__본문 발췌__
————————

기존 seq2seq에서는 마지막 hidden state만 중요하게 사용했지만, Attention 구조에서는 Decoder가 모든 Encoder hidden states를 참조해야 한다.

AttentionDecoder

Attention을 적용한 Decoder 구조는 다음과 같다.

Attention Decoder

AttentionDecoder에는 generate() 메서드도 포함된다.

class AttentionDecoder:
    def __init__(self, vocab_size, wordvec_size, hidden_size):
        V, D, H = vocab_size, wordvec_size, hidden_size
        rn = np.random.randn

        embed_W = (rn(V, D) / 100).astype('f')
        lstm_Wx = (rn(D, 4 * H) / np.sqrt(D)).astype('f')
        lstm_Wh = (rn(H, 4 * H) / np.sqrt(H)).astype('f')
        lstm_b = np.zeros(4 * H).astype('f')
        affine_W = (rn(2 * H, V) / np.sqrt(2 * H)).astype('f')
        affine_b = np.zeros(V).astype('f')

        self.embed = TimeEmbedding(embed_W)
        self.lstm = TimeLSTM(lstm_Wx, lstm_Wh, lstm_b, stateful=True)
        self.attention = TimeAttention()
        self.affine = TimeAffine(affine_W, affine_b)
        layers = [self.embed, self.lstm, self.attention, self.affine]

        self.params, self.grads = [], []
        for layer in layers:
            self.params += layer.params
            self.grads += layer.grads

    def forward(self, xs, enc_hs):
        h = enc_hs[:, -1]
        self.lstm.set_state(h)

        out = self.embed.forward(xs)
        dec_hs = self.lstm.forward(out)
        c = self.attention.forward(enc_hs, dec_hs)
        out = np.concatenate((c, dec_hs), axis=2)
        score = self.affine.forward(out)

        return score

    def backward(self, dscore):
        dout = self.affine.backward(dscore)
        N, T, H2 = dout.shape
        H = H2 // 2

        dc, ddec_hs0 = dout[:, :, :H], dout[:, :, H:]
        denc_hs, ddec_hs1 = self.attention.backward(dc)

————————

__자료 묶음__

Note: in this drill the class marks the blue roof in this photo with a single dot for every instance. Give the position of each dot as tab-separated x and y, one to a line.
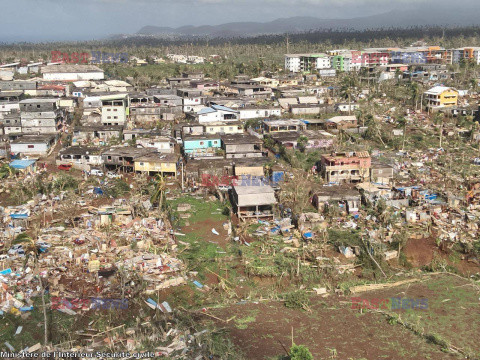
224	108
22	164
206	111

————————

__과제__
본문을 읽고 다음 물음에 답하시오.
(a) 기존 seq2seq에서는 어떤 hidden state만 중요하게 사용했는가?
(b) AttentionDecoder에 포함된다고 한 메서드는 무엇인가?
(c) forward 메서드에서 np.concatenate로 이어 붙이는 두 값은 무엇이며, 어느 축을 따라 잇는가?
이 자료는 본문과 다른 출처에서 가져온 것이다.

__과제 정답__
(a) 마지막 hidden state
(b) generate() 메서드
(c) c와 dec_hs이며, axis=2를 따라 잇는다.